Menuju Pengelolaan Sampah yang Lebih Baik
Kesadaran publik mengelola sampah cenderung minim. Pemanfaatan kembali sampah hanya dilakukan 19,3 persen responden.
Sampah masih menjadi masalah laten di Indonesia. Sebagai negara dengan jumlah penduduk mencapai 270 juta jiwa, Indonesia termasuk negara dengan produksi sampah terbesar di dunia. Kementerian Lingkungan Hidup dan Kehutanan (KLHK) mencatat penduduk Indonesia memproduksi 69,2 juta ton timbulan sampah nasional tahun 2022.
Jutaan ton sampah yang dihasilkan tiap tahun tanpa pengelolaan yang baik turut mendegradasi lingkungan hidup. Sampah menyebabkan banyak kasus penyakit, penurunan kualitas tanah dan air karena pencemaran, hingga kerugian ekonomi yang tak sedikit.
Dari berbagai jenis sampah, salah satu yang terbesar dan sangat sulit terurai adalah sampah plastik. Sebanyak 18 persen dari 69,2 juta ton timbulan sampah tahun 2022 merupakan sampah plastik.
Meski jumlahnya cukup besar, publik menilai pengelolaan sampah plastik sejak level rumah tangga (domestik) hingga tingkat industri masih minim. Penilaian tersebut terekam dalam jajak pendapat Kompas pada November 2022. Belum maksimalnya pengelolaan sampah plastik ini tidak terlepas dari masifnya penggunaan plastik pada berbagai produk konsumen, kebijakan pemerintah yang belum optimal, dukungan infrastruktur pengelolaan sampah yang belum memadai, dan perilaku masyarakat yang belum sepenuhnya berpartisipasi dalam pengurangan dan pengelolaan sampah.
Dari sisi produsen, masih banyak produk makanan, minuman, kesehatan, kecantikan, dan lainnya berkemasan plastik. Akumulasi sampah plastik mendorong makin rentannya lingkungan tempat hidup terhadap pencemaran dan penurunan kualitas.
Adapun dari aspek kebijakan, pengelolaan sampah dinilai publik masih minim. Termasuk pada tahap sosialisasi program 3R (reduce, reuse, recycle). Sebagian besar responden (82,3 persen) menyatakan, mereka belum tahu atau bahkan tidak pernah mendengar tentang program pengurangan dan pengelolaan sampah di sekitar tempat tinggalnya.
Baca juga; Sampah di Enam Kota Didominasi Kemasan Plastik Kecil
Kebijakan pengelolaan sampah yang belum berjalan maksimal ini semakin mendapat tantangan dengan minimnya infrastruktur pengelolaan sampah, seperti bank sampah dan rumah kompos. Setidaknya 41,8 persen responden mengungkapkan, tidak ada bank sampah di lingkungan tempat tinggalnya.
Hal tersebut senada dengan ketersediaan rumah kompos yang sangat terbatas. Sedikitnya enam dari sepuluh orang menyatakan tidak ada rumah kompos di sekitar tempat tinggal mereka. Kondisi ini bertolak belakang dengan target pemerintah dalam pengurangan sampah nasional.

▸ **Data yang Disediakan**:

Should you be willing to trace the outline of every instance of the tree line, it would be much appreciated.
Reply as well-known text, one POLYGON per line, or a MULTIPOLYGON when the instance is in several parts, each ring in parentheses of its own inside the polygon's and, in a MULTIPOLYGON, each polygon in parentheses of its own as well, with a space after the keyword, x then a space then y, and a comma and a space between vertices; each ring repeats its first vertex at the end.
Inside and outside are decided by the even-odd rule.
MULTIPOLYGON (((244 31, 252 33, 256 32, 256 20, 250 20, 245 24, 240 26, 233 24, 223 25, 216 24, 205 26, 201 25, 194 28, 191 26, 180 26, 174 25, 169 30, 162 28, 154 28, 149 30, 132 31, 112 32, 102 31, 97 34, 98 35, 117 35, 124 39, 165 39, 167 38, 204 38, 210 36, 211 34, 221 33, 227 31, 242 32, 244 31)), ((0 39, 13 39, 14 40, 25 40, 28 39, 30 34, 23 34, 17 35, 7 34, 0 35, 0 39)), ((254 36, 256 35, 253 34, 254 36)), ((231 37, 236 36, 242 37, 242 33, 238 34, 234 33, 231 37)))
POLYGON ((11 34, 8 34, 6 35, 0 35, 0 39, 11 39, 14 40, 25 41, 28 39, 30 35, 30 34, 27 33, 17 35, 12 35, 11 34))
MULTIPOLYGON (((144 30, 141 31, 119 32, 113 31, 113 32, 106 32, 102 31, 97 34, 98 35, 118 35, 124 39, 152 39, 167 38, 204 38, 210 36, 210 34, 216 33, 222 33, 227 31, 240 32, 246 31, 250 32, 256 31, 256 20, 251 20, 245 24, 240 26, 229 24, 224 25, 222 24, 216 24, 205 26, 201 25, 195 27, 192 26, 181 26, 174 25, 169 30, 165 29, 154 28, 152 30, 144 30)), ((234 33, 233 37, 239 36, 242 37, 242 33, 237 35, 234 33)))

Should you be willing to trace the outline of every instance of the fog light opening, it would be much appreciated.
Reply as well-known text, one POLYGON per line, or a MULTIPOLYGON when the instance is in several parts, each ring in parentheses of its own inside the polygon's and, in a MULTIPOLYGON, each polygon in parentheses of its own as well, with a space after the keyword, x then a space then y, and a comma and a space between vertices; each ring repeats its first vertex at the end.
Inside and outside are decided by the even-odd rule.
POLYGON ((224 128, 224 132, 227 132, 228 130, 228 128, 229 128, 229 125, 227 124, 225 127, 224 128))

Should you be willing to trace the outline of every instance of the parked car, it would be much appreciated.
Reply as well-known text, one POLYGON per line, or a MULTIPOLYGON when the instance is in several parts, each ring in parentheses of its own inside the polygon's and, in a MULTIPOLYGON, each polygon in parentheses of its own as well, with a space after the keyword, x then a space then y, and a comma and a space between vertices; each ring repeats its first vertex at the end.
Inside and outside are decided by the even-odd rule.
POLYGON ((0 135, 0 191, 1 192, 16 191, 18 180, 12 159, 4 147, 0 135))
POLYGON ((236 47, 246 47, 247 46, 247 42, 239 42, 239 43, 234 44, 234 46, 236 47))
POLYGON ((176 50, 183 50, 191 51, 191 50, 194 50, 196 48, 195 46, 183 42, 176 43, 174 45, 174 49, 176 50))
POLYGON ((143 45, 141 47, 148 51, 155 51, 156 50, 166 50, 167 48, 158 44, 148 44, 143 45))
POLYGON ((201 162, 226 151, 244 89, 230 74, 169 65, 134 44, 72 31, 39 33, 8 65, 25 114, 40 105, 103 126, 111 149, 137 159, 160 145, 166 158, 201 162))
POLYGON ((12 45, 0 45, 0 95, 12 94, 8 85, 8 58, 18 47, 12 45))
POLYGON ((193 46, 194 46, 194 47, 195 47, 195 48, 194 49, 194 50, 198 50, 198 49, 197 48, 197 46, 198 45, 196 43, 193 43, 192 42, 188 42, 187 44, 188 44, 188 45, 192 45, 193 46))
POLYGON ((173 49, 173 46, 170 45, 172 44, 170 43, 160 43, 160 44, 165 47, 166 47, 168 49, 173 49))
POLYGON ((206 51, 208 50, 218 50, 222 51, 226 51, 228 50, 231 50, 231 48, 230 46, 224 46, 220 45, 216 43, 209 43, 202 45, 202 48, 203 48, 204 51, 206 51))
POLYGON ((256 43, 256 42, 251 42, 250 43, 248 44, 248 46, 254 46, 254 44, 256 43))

▸ **Tugas yang Dikerjakan**:
Tentukan apakah setiap pernyataan di bawah ini sesuai dengan teks tentang pengelolaan sampah. Jawab ya atau tidak, lalu kutip kata-kata teks yang menentukan jawaban itu tanpa mengubahnya.
1. KLHK mencatat penduduk Indonesia memproduksi 69,2 juta ton timbulan sampah nasional tahun 2022.
2. Sampah plastik merupakan 19,3 persen dari timbulan sampah tahun 2022.
3. Jajak pendapat Kompas tentang pengelolaan sampah plastik dilakukan pada Desember 2022.

▸ **Sebagai Tanggapan**:
1. Ya: "Kementerian Lingkungan Hidup dan Kehutanan (KLHK) mencatat penduduk Indonesia memproduksi 69,2 juta ton timbulan sampah nasional tahun 2022."
2. Tidak: "Sebanyak 18 persen dari 69,2 juta ton timbulan sampah tahun 2022 merupakan sampah plastik."
3. Tidak: "Penilaian tersebut terekam dalam jajak pendapat Kompas pada November 2022."